# [Goal]
Copy the material below line for line, with no changes. Leave the pictures out.

# [Input records]
◆ ◆ ◆ ◆ ◆ ◆ ◆

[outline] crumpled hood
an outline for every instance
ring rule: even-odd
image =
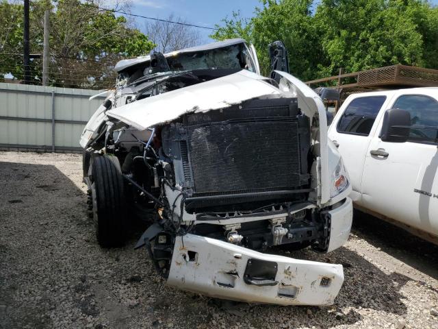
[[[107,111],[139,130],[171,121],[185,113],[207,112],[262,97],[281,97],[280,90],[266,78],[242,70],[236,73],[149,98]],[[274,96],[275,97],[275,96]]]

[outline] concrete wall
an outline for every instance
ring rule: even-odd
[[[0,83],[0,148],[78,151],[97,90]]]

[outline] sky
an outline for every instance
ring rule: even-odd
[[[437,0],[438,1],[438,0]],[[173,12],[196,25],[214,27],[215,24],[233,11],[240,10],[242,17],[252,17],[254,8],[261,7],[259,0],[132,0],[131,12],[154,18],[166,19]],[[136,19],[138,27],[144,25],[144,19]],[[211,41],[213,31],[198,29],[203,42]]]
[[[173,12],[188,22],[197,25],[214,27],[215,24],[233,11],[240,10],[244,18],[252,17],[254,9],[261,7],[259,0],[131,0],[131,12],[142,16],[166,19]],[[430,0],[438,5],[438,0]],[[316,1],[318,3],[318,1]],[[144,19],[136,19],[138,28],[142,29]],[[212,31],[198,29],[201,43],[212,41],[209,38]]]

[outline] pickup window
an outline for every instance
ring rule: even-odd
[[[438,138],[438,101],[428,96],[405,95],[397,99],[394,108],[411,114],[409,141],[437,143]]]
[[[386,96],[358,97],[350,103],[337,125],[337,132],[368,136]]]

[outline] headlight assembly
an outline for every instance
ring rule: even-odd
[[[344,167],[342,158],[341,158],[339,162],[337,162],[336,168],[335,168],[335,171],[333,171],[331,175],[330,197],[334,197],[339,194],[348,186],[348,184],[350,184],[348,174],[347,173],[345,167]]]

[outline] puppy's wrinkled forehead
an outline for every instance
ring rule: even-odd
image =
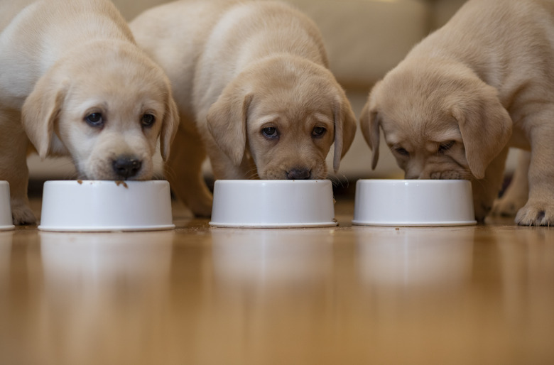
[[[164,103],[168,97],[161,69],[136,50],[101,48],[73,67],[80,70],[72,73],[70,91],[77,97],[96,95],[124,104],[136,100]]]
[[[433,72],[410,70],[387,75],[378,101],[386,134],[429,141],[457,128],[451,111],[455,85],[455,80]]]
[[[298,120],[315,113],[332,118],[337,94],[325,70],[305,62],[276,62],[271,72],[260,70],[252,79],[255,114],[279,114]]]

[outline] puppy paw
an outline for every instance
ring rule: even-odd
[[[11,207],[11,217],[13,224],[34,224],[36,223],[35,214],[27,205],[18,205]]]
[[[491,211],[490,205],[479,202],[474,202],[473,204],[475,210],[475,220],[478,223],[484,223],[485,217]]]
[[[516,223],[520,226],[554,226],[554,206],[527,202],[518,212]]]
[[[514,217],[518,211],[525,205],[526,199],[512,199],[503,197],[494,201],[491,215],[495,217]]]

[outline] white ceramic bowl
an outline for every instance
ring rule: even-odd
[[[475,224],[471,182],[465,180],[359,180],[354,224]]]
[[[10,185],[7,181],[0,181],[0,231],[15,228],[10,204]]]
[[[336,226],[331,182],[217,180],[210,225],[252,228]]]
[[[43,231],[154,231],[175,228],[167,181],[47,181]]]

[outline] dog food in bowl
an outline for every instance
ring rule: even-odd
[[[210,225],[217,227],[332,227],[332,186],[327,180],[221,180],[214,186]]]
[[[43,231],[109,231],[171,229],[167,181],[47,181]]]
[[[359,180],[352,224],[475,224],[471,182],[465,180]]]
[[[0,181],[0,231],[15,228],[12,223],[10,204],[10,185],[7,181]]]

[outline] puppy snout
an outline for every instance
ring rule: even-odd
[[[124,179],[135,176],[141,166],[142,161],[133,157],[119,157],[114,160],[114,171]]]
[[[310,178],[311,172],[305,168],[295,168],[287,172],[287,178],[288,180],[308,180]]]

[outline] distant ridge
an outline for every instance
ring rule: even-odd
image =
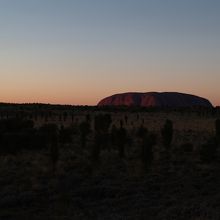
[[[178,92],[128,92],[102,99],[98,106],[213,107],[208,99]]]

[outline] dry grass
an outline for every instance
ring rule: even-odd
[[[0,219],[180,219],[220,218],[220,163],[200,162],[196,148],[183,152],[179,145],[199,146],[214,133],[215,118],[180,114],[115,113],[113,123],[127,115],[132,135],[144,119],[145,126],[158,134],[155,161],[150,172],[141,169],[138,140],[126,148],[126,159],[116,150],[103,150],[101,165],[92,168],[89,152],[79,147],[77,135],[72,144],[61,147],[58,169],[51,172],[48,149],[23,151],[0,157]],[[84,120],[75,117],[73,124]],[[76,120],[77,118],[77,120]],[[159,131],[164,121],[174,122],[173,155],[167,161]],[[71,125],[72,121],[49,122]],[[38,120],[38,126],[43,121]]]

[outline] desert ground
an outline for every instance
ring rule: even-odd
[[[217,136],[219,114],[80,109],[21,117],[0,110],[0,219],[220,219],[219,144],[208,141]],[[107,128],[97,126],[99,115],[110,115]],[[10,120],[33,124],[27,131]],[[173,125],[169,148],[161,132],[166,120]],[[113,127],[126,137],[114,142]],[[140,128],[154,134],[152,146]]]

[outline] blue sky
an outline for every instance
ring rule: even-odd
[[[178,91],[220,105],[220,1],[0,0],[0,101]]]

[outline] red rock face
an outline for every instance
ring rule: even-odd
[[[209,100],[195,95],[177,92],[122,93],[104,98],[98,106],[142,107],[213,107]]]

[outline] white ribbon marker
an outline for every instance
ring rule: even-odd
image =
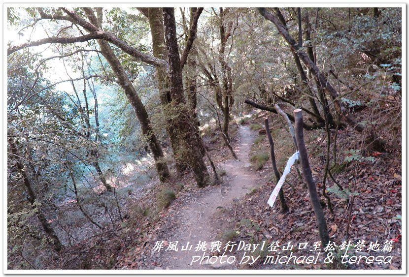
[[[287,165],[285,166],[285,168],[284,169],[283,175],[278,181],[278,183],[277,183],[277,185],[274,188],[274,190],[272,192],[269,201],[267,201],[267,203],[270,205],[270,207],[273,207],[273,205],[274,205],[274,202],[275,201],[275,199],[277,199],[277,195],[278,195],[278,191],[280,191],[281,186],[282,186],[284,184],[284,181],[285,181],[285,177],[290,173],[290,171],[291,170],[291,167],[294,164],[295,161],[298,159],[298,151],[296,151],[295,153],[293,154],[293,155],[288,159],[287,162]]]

◆ ◆ ◆ ◆ ◆ ◆ ◆

# [Problem solution]
[outline] crumpled hood
an outline for every instance
ring rule: even-odd
image =
[[[107,111],[139,130],[171,121],[185,113],[207,112],[262,97],[281,97],[280,90],[266,78],[242,70],[236,73],[149,98]],[[274,96],[275,97],[275,96]]]

[outline] concrete wall
an outline for every instance
ring rule: even-odd
[[[0,83],[0,148],[78,151],[97,90]]]

[outline] sky
an outline for every instance
ring rule: even-odd
[[[437,0],[438,1],[438,0]],[[173,12],[196,25],[214,27],[215,24],[233,11],[240,10],[242,17],[252,17],[254,8],[261,7],[259,0],[132,0],[131,12],[154,18],[166,19]],[[136,19],[138,27],[144,25],[144,19]],[[211,41],[213,31],[198,29],[203,42]]]
[[[173,12],[188,22],[197,25],[214,27],[215,24],[233,11],[240,10],[244,18],[252,17],[254,9],[261,7],[259,0],[131,0],[131,12],[142,16],[166,19]],[[430,0],[438,5],[438,0]],[[316,1],[318,3],[318,1]],[[144,19],[136,19],[138,28],[142,29]],[[212,31],[198,29],[201,43],[212,41],[209,38]]]

[outline] pickup window
an outline for every instance
ring rule: even-odd
[[[438,138],[438,101],[428,96],[405,95],[397,99],[394,108],[411,114],[409,141],[437,143]]]
[[[386,96],[358,97],[350,103],[337,125],[337,132],[368,136]]]

[outline] headlight assembly
an outline for every instance
ring rule: even-odd
[[[344,167],[342,158],[341,158],[339,162],[337,162],[336,168],[335,168],[335,171],[333,171],[331,175],[330,197],[334,197],[339,194],[348,186],[348,184],[350,184],[348,174],[347,173],[345,167]]]

[outline] puppy's wrinkled forehead
an outline for every instance
ring rule: even-odd
image =
[[[164,103],[168,97],[161,69],[136,50],[101,48],[73,67],[80,70],[72,73],[70,91],[77,97],[96,95],[124,104],[136,100]]]
[[[433,72],[410,70],[387,75],[378,101],[386,134],[429,141],[457,128],[451,111],[455,85],[455,80]]]
[[[298,120],[315,113],[332,118],[337,94],[325,70],[305,62],[276,62],[271,72],[260,70],[252,79],[255,114],[279,114]]]

[outline] puppy paw
an outline for every instance
ring rule: even-odd
[[[11,207],[11,217],[13,224],[34,224],[36,223],[35,214],[27,205],[18,205]]]
[[[491,211],[490,205],[479,202],[474,202],[473,204],[475,210],[475,220],[478,223],[484,223],[485,217]]]
[[[516,223],[520,226],[554,226],[554,206],[527,202],[518,212]]]
[[[514,217],[518,211],[525,205],[526,199],[512,199],[503,197],[494,201],[491,215],[495,217]]]

[outline] white ceramic bowl
an outline for every instance
ring rule: even-odd
[[[475,224],[471,182],[465,180],[359,180],[354,224]]]
[[[10,185],[7,181],[0,181],[0,231],[15,228],[10,204]]]
[[[336,226],[331,182],[217,180],[210,225],[252,228]]]
[[[43,231],[154,231],[175,228],[167,181],[47,181]]]

[outline] dog food in bowl
an outline for every instance
ring rule: even-odd
[[[210,225],[217,227],[332,227],[332,186],[327,180],[221,180],[214,186]]]
[[[43,231],[109,231],[171,229],[167,181],[47,181]]]
[[[359,180],[352,224],[475,224],[471,182],[465,180]]]
[[[0,181],[0,231],[15,228],[12,223],[10,204],[10,185],[7,181]]]

[outline] puppy snout
an outline for every instance
ring rule: even-odd
[[[124,179],[135,176],[141,166],[142,161],[133,157],[119,157],[114,160],[114,171]]]
[[[310,178],[311,172],[305,168],[295,168],[287,172],[287,178],[288,180],[308,180]]]

[outline] distant ridge
an outline for every instance
ring rule: even-odd
image =
[[[178,92],[128,92],[102,99],[98,106],[213,107],[208,99]]]

[outline] dry grass
an outline for every instance
ring rule: even-odd
[[[0,219],[180,219],[220,218],[220,163],[200,162],[196,148],[183,152],[179,145],[199,146],[214,133],[215,118],[180,114],[115,113],[113,123],[127,115],[132,135],[144,119],[145,126],[158,134],[155,161],[150,172],[141,169],[138,140],[126,148],[126,159],[116,150],[103,150],[101,165],[92,168],[89,152],[79,147],[77,135],[72,144],[61,147],[58,169],[51,172],[48,149],[23,151],[0,157]],[[84,120],[75,117],[73,124]],[[76,120],[77,118],[77,120]],[[159,131],[164,121],[174,122],[173,155],[167,161]],[[71,125],[72,121],[49,122]],[[38,120],[38,126],[43,121]]]

[outline] desert ground
an outline for every instance
ring rule: even-odd
[[[217,136],[219,114],[80,109],[21,117],[0,110],[0,219],[220,219],[219,144],[208,141]],[[107,128],[97,126],[99,115],[110,115]],[[10,120],[33,124],[27,131]],[[173,125],[169,148],[161,132],[166,120]],[[113,127],[126,137],[114,142]],[[140,128],[154,134],[152,146]]]

[outline] blue sky
an outline for every instance
ring rule: even-odd
[[[178,91],[220,105],[220,1],[0,0],[0,101]]]

[outline] red rock face
an outline for every instance
ring rule: even-odd
[[[209,100],[195,95],[177,92],[122,93],[104,98],[98,106],[142,107],[213,107]]]

[outline] white ribbon marker
an outline for every instance
ring rule: even-odd
image =
[[[287,165],[285,166],[285,168],[284,169],[283,175],[278,181],[278,183],[277,183],[277,185],[274,188],[274,190],[272,192],[269,201],[267,201],[267,203],[270,205],[270,207],[273,207],[273,205],[274,205],[274,202],[275,201],[275,199],[277,199],[277,195],[278,195],[278,191],[280,191],[281,186],[282,186],[284,184],[284,181],[285,181],[285,177],[290,173],[290,171],[291,170],[291,167],[294,164],[295,161],[298,159],[298,151],[296,151],[295,153],[293,154],[293,155],[288,159],[287,162]]]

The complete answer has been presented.